■ Activity ■
Copy out each line from the material where the word "every" is found.

[Start of section]

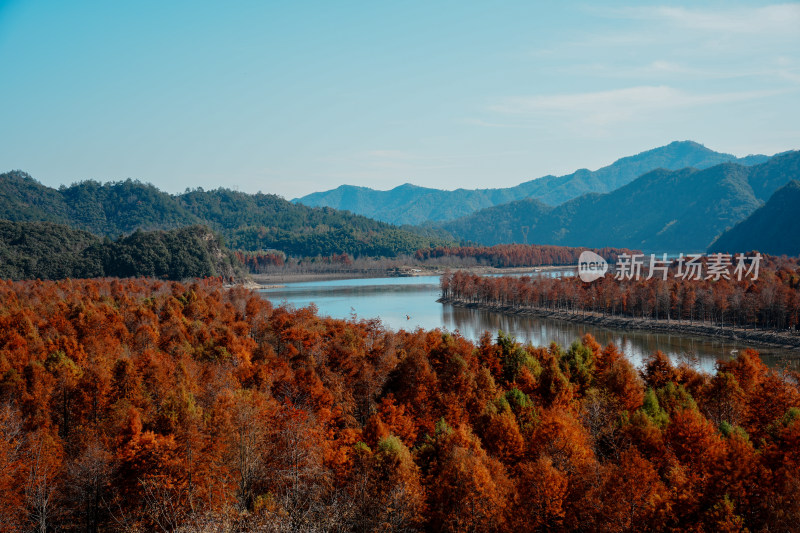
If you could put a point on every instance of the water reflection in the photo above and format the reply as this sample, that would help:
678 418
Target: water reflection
636 344
410 303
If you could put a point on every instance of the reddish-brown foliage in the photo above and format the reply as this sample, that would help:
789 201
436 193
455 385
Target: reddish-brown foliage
151 406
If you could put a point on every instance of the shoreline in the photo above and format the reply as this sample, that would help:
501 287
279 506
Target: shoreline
276 279
761 337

[End of section]

■ Solution for this exercise ■
If you could put a point on every instance of the water reflection in the photo above and format the reply as this sample, that would help:
If you could put a point on every instance of the reddish-brown foliage in the photo above and format the reply as this sample, that would help:
If you could put a point on every instance of the shoreline in the photo above and format the reply as this sample, that would help:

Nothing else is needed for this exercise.